◆ Reading passage:
FLINTOFF: At another entrance to the square, Mubarak supporters launched the first foray, a bizarre charge by riders mounted on horses and camels. The first wounded were led from the square - men with bloody head wounds. Some of the attackers were pulled from their mounts by anti-Mubarak demonstrators who hustled them through the crowd and turned them over to the soldiers standing at the edges of the square. As the fighting escalated, many of the soldiers took refuge in their tanks.
(Soundbite of protestors)
Unidentified Man #1: (Speaking foreign language)
FLINTOFF: Scrums of angry opposition protestors also seized men they claimed were undercover police sent as agitators to start fights.
(Soundbite of protestors)
Unidentified Man #2: It's a conspired demand. It's a conspired demand.
FLINTOFF: Some of the anti-regime protestors were seen briefly beating at least one of the alleged agitators. But the crowd around them called out: Peacefully, peacefully. And the man was turned over to soldiers.

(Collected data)

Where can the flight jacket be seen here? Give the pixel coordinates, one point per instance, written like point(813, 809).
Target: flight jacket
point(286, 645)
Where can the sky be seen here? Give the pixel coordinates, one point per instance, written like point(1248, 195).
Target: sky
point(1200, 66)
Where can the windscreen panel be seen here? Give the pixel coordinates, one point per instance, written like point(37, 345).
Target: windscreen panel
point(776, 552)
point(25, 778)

◆ Parts of the exercise:
**1)** Summarize the news transcript in two sentences.
**2)** Quote the news transcript from "Unidentified Man #1: (Speaking" to "over to soldiers.".
None of the records are needed for this work.

◆ Solution list:
**1)** Mubarak supporters mounted on horses and camels charged into the square, and as the fighting escalated, men with bloody head wounds were led away and many soldiers took refuge in their tanks. Anti-Mubarak demonstrators pulled some attackers from their mounts and seized men they claimed were undercover police agitators, and when at least one was briefly beaten, the crowd called out for peace and he was turned over to soldiers.

**2)**
Unidentified Man #1: (Speaking foreign language)
FLINTOFF: Scrums of angry opposition protestors also seized men they claimed were undercover police sent as agitators to start fights.
(Soundbite of protestors)
Unidentified Man #2: It's a conspired demand. It's a conspired demand.
FLINTOFF: Some of the anti-regime protestors were seen briefly beating at least one of the alleged agitators. But the crowd around them called out: Peacefully, peacefully. And the man was turned over to soldiers.